───── Input for this task ─────

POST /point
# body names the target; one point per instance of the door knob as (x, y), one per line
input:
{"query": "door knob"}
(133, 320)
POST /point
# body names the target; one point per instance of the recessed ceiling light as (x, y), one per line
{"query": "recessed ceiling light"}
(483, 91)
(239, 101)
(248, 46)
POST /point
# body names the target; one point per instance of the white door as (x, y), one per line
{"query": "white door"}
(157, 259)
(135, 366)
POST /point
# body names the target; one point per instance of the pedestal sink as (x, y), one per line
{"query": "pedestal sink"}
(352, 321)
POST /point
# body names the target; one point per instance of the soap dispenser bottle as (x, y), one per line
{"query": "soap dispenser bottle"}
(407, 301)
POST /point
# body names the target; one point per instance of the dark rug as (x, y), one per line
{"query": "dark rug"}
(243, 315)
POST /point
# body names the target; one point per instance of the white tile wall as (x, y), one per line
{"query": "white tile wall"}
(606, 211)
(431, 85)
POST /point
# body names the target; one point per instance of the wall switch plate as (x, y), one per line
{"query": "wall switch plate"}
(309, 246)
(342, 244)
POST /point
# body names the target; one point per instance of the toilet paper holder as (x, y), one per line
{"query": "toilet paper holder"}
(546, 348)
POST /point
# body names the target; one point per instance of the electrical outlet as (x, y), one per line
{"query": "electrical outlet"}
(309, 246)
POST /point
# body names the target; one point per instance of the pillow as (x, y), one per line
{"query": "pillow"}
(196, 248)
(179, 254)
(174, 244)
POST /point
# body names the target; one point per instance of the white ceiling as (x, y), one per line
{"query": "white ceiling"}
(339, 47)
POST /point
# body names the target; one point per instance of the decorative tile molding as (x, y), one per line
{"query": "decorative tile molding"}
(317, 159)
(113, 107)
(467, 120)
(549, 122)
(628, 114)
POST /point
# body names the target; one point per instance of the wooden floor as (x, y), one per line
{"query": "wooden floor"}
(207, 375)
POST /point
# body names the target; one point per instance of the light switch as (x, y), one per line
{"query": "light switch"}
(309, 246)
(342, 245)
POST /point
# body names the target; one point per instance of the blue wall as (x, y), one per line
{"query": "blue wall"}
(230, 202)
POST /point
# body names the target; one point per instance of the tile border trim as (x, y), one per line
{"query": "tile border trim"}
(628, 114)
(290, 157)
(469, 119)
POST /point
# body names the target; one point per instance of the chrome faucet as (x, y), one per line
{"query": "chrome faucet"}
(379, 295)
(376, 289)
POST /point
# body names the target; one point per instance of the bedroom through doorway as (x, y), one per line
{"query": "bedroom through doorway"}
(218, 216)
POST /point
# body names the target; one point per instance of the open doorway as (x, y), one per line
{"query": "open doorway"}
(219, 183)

─────

The answer should be an exact copy of the data.

◆ The answer:
POST /point
# body names the target; one point per instance of the door knob as (x, y), one per line
input:
{"query": "door knob"}
(133, 320)
POST /point
# body names the target; one point per instance of the recessed ceiling light as (x, y), one per line
{"query": "recessed ceiling light"}
(483, 91)
(239, 101)
(248, 46)
POST /point
# body names the target; one point per instance of the white door as (x, y), one per line
{"query": "white door"}
(157, 259)
(135, 366)
POST /point
# body names the target; one point per instance of the pedestal sink as (x, y), one per line
{"query": "pedestal sink"}
(352, 321)
POST /point
# body names the target; one point per instance of the soap dispenser bottle as (x, y), one per line
{"query": "soap dispenser bottle"}
(407, 301)
POST /point
# body names the target; one point per instance of the dark rug as (x, y), one per line
{"query": "dark rug"}
(243, 315)
POST /point
# body names the target; one point per instance of the white tile wall as (x, y), one per line
{"query": "white tile wall"}
(606, 211)
(431, 85)
POST /point
# body names the target; one point per instance of the wall switch plate as (x, y), one per line
{"query": "wall switch plate"}
(309, 246)
(342, 244)
POST /point
# body names the target; one point per instance of the toilet paper holder as (x, y), one per line
{"query": "toilet paper holder"}
(546, 348)
POST /point
# body names the target; one point per instance of the electrical outlet as (x, y), one per line
{"query": "electrical outlet"}
(309, 246)
POST /point
# body names the target; one point per instance of the pillow as (x, y), one per line
{"query": "pillow"}
(196, 248)
(179, 254)
(174, 244)
POST /point
# body names the target; one point per instance of the white ceiling as (x, y), one per line
{"query": "white ceiling"}
(339, 47)
POST /point
# body names the target; one point per instance of the decorative tile molding as (x, y), one per line
{"query": "decorative tile molding"}
(317, 159)
(113, 107)
(467, 120)
(549, 122)
(628, 114)
POST /point
# body names the target; one point per instance of the wooden floor as (x, y), one per line
{"query": "wooden floor"}
(207, 375)
POST /point
# body names the target; one point per instance of the light switch as (x, y), one per line
{"query": "light switch"}
(309, 246)
(342, 245)
POST /point
# body names the target; one point per instance of the blue wall as (x, y), one per line
{"query": "blue wall"}
(230, 202)
POST /point
# body names the target; one point per instance of the tile border trim as (x, y), one per line
{"query": "tile border trim"}
(628, 114)
(290, 157)
(469, 119)
POST /point
# body names the target; one point per instance of the chrome faucet as (x, y), one per line
{"query": "chrome faucet"}
(379, 295)
(376, 289)
POST /point
# body names the target; one point per instance of the bedroom through doorway as (x, y), one per line
{"query": "bedroom through doorway"}
(218, 216)
POST /point
# body names the target; one point per instance of the open doorway as (x, y), one per line
{"query": "open doorway"}
(219, 183)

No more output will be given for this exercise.